#### INSTRUCTIONS TO FOLLOW:
Reproduce the data below verbatim, starting at the line that contains "Target: river water" and stopping after the line that contains "MULTIPOLYGON (((45 133, 7".

#### STORED ROWS:
>> Start
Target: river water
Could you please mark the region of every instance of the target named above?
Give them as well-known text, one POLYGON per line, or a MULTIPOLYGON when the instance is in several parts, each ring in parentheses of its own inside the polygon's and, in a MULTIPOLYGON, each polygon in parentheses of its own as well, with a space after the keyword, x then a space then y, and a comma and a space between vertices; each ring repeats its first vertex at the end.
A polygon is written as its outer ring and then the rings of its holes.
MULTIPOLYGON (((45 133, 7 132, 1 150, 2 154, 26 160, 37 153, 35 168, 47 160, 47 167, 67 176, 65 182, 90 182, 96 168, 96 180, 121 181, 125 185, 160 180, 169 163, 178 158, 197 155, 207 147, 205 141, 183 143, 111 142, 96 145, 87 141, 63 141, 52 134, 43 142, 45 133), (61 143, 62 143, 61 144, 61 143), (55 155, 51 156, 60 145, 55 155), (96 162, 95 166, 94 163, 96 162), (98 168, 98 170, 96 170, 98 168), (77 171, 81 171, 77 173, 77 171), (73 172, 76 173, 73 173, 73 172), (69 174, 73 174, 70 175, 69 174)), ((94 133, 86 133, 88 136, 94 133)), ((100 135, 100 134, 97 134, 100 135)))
>> End
>> Start
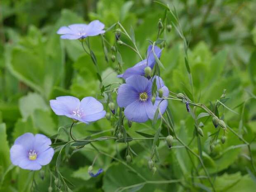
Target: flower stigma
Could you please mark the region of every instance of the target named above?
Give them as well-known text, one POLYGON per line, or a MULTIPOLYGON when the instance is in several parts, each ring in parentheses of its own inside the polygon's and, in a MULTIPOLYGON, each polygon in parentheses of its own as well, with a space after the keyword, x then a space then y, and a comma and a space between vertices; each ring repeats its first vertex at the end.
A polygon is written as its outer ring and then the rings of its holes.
>> End
>> Start
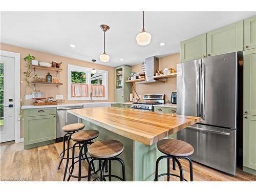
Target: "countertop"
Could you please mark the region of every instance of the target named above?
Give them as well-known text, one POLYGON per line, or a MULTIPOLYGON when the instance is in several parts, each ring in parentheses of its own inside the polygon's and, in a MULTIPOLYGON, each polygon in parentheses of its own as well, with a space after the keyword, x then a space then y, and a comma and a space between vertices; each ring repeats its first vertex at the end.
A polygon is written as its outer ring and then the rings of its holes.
>> End
#### RESULT FOR THIS TASK:
Target: river water
Could you please mark the region of every instance of the target named above?
Give them as well-known text, one POLYGON per line, or a MULTIPOLYGON when the instance is in several parts, each ring in parentheses of its own inside the polygon's and, in a MULTIPOLYGON, each polygon in parentheses of its own as well, with a space after the keyword, x then a space then y, and a comma and a space between vertices; each ring repeats its first vertex at the end.
A polygon is written as its outer ring and then the rings of its holes.
MULTIPOLYGON (((45 133, 7 132, 1 150, 2 154, 26 160, 37 153, 35 168, 47 160, 47 167, 67 176, 65 182, 90 182, 96 168, 96 180, 121 181, 125 185, 160 180, 169 163, 178 158, 197 155, 207 147, 205 141, 183 143, 111 142, 96 145, 87 141, 63 141, 52 134, 43 142, 45 133), (61 143, 62 143, 61 144, 61 143), (55 155, 51 156, 60 145, 55 155), (96 162, 95 166, 94 163, 96 162), (98 168, 98 170, 96 170, 98 168), (77 171, 81 171, 77 173, 77 171), (73 172, 76 173, 73 173, 73 172), (69 174, 73 174, 70 175, 69 174)), ((94 133, 86 133, 88 136, 94 133)), ((100 135, 100 134, 97 134, 100 135)))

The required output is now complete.